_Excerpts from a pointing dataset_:
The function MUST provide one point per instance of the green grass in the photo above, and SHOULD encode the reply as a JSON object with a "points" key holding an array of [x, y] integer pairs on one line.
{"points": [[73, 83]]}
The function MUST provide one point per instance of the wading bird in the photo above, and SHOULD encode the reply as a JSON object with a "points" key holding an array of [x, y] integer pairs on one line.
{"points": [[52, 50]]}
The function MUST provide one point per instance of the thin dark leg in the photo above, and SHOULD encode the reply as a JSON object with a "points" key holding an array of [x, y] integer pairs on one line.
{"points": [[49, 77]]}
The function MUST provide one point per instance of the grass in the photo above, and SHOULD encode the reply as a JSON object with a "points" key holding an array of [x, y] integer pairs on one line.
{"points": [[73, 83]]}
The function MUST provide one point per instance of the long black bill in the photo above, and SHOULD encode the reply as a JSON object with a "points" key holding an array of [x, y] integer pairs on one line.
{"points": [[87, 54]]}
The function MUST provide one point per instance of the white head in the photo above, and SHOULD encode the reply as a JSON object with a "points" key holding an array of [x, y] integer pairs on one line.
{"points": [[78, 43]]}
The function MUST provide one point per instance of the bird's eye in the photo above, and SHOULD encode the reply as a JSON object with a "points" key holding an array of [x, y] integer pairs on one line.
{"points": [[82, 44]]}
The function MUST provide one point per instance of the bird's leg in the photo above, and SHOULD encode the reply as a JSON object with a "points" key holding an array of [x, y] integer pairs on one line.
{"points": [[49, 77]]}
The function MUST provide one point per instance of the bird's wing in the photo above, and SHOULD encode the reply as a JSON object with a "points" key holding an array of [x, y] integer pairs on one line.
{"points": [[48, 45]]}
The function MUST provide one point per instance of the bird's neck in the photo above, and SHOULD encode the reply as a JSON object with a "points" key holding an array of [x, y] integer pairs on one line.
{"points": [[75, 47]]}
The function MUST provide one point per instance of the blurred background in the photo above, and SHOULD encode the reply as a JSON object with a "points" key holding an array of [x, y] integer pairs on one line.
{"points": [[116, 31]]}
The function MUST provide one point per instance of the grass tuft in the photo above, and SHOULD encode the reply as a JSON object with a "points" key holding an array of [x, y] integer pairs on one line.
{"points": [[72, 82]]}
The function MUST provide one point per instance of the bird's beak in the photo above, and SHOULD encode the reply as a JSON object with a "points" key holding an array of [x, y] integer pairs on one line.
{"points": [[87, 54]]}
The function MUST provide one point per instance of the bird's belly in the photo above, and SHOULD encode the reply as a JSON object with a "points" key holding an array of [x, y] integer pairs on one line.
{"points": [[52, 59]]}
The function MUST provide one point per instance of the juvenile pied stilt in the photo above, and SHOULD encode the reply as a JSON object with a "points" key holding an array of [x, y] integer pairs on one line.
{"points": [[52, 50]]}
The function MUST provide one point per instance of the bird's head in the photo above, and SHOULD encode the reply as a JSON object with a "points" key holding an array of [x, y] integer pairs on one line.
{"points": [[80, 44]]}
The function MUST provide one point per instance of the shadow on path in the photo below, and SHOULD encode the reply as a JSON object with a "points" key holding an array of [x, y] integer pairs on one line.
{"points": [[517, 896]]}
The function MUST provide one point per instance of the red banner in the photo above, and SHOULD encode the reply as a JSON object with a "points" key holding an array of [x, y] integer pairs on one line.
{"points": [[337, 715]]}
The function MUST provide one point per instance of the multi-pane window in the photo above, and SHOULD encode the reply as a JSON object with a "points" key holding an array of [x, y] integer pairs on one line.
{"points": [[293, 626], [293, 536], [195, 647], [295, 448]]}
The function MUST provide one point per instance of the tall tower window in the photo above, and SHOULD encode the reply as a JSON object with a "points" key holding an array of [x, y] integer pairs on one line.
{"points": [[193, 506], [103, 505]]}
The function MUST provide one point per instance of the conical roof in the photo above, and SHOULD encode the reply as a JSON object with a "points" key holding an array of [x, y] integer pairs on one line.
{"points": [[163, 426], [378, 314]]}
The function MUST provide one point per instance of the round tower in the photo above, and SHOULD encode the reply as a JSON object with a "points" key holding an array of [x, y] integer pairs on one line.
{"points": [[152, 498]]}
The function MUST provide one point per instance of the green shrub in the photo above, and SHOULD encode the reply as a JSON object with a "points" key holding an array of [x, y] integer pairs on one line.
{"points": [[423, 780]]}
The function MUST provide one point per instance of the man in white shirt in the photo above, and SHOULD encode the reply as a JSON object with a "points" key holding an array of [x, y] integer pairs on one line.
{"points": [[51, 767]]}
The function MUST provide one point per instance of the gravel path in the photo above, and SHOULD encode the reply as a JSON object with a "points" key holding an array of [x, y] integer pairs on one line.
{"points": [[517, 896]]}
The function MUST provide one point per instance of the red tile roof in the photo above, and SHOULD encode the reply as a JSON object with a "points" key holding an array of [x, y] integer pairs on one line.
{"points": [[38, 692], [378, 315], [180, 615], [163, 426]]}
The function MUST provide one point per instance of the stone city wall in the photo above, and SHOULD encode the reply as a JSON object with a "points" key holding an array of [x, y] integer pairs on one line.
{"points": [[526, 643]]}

_Stated task_: Render every item above as a Markdown table with two columns, No. and Text, putting a row number in the first and the line in the second, and leave out blank lines.

_Response_:
| No. | Text |
|---|---|
| 1 | The function MUST provide one point per instance of the green grass in the photo above, and SHOULD encode the reply as a JSON object with a "points" key holding an array of [x, y] integer pairs on one line. |
| 2 | {"points": [[73, 83]]} |
| 3 | The function MUST provide one point per instance of the wading bird in the photo above, and SHOULD encode the reply as a JSON object with a "points" key holding an array of [x, y] integer pairs on one line. |
| 4 | {"points": [[52, 50]]} |
| 5 | The function MUST provide one point per instance of the thin dark leg in the photo above, and SHOULD encode the reply as a JSON object with a "points" key holding an array of [x, y] integer pairs on one line. |
| 6 | {"points": [[49, 77]]} |
| 7 | The function MUST provide one point per instance of the grass in the photo above, and SHOULD encode the reply as a JSON object with a "points" key holding an array of [x, y] integer pairs on one line. |
| 8 | {"points": [[73, 83]]} |
| 9 | The function MUST provide one point per instance of the long black bill in the photo above, and SHOULD encode the reply as a JSON object with a "points" key holding an array of [x, y] integer pairs on one line. |
| 10 | {"points": [[87, 54]]} |
| 11 | The function MUST provide one point per instance of the white head in the photo above, and SHOULD encode the reply as a JSON object with a "points" key holding an array of [x, y] integer pairs on one line. |
| 12 | {"points": [[78, 43]]} |
| 13 | The function MUST provide one point per instance of the bird's eye in the photo above, and SHOULD encode the reply as a JSON object with a "points" key holding an array of [x, y] integer pairs on one line. |
| 14 | {"points": [[82, 44]]} |
| 15 | The function MUST provide one point per instance of the bird's leg in the photo above, and SHOULD encode the reply as a JSON object with a "points" key holding an array of [x, y] integer pairs on one line. |
| 16 | {"points": [[49, 77]]} |
| 17 | The function MUST provide one point per instance of the bird's wing in the photo above, and SHOULD encode the reply as a JSON object with a "points" key holding an array of [x, y] integer pairs on one line. |
| 18 | {"points": [[48, 45]]} |
| 19 | The function MUST provide one point per instance of the bird's neck in the photo above, and SHOULD encode the reply as a JSON object with a "points" key holding an array of [x, y] integer pairs on one line. |
| 20 | {"points": [[75, 47]]} |
| 21 | The function MUST provide one point per instance of the blurred background in the photo above, and SHOULD encode the reply as a JSON object with a "points" key holding an array of [x, y] integer pairs on one line. |
| 22 | {"points": [[116, 31]]} |
| 23 | The function MUST provide one point per instance of the grass tuft in the photo above, and SHOULD encode the reply as a JSON object with a "points" key holding an array of [x, y] integer pairs on one line. |
| 24 | {"points": [[72, 82]]} |
| 25 | The function MUST provide one point per instance of the bird's beak in the photo above, and SHOULD encode the reply as a JSON object with a "points" key holding an array of [x, y] integer pairs on one line. |
| 26 | {"points": [[87, 54]]} |
| 27 | The function MUST provide one point per instance of the bird's belly in the photo above, and SHOULD encode the reply as a JSON object with a "points" key holding an array of [x, y] integer pairs on one line. |
| 28 | {"points": [[52, 59]]} |
| 29 | The function MUST provide one point per instance of the juvenile pied stilt in the photo above, and SHOULD encode the reply as a JSON object with a "points" key holding an array of [x, y] integer pairs on one line. |
| 30 | {"points": [[52, 50]]} |
| 31 | The function MUST provide one point per instance of the bird's head in the photo above, and SHOULD encode the reply as a JSON object with a "points" key holding an array of [x, y] integer pairs on one line. |
| 32 | {"points": [[80, 44]]} |
| 33 | The function MUST provide one point per instance of the shadow on path in the photo below, and SHOULD encode the reply as a JSON object with a "points" key holding an array of [x, y] integer pairs on one line. |
| 34 | {"points": [[517, 896]]} |
| 35 | The function MUST provide one point per instance of the red banner in the photo above, and SHOULD encode the reply as a JSON object with a "points" key holding an array of [x, y] integer pairs on one line. |
| 36 | {"points": [[337, 715]]} |
| 37 | The function MUST provide one point per instance of the multi-pane window in the photo above, and SHOULD encode the reply as a JSON object with a "points" key holding an array of [x, y] integer pairs on one line. |
| 38 | {"points": [[293, 626], [293, 536], [195, 647], [295, 448]]} |
| 39 | The function MUST provide one point per instance of the tall tower window in the photo above, and SHOULD encode the reply as a JSON object with a "points" key holding an array of [x, y] integer pairs on one line. |
| 40 | {"points": [[193, 506], [103, 505]]} |
| 41 | The function MUST provide one point per instance of the conical roof in the photo above, and SHOULD encode the reply as a JSON object with a "points" key holding an array of [x, y] integer pairs on one line. |
| 42 | {"points": [[163, 426], [378, 314]]} |
| 43 | The function MUST provide one point per instance of the round tower in the photo above, and SHOULD encode the reply as a JSON object with a "points" key holding an array of [x, y] integer pairs on one line. |
| 44 | {"points": [[152, 498]]} |
| 45 | The function MUST provide one point per instance of the green shrub in the photo above, and SHOULD encode the reply as a JSON object with a "points" key holding an array of [x, y] integer pairs on one line. |
| 46 | {"points": [[423, 780]]} |
| 47 | The function MUST provide one point per instance of the man in white shirt in the photo above, and SHOULD encode the reply as a JSON object with a "points" key holding an array of [x, y] integer pairs on one line. |
| 48 | {"points": [[51, 767]]} |
| 49 | The function MUST provide one point per instance of the gravel path in the photo above, and SHOULD encode the reply as a JSON object with a "points" key holding an array of [x, y] integer pairs on one line. |
| 50 | {"points": [[517, 896]]} |
| 51 | The function MUST provide one point per instance of the red tile roof in the photo above, and SHOULD encode the reply as a JSON object with a "points" key holding an array of [x, y] integer pairs on one line. |
| 52 | {"points": [[38, 692], [378, 315], [180, 615], [163, 426]]} |
| 53 | The function MUST provide one point per instance of the stone city wall in the photo above, and SHOULD encode the reply as a JSON object with a "points" key holding an array of [x, y] integer pairs on one line. |
| 54 | {"points": [[526, 643]]} |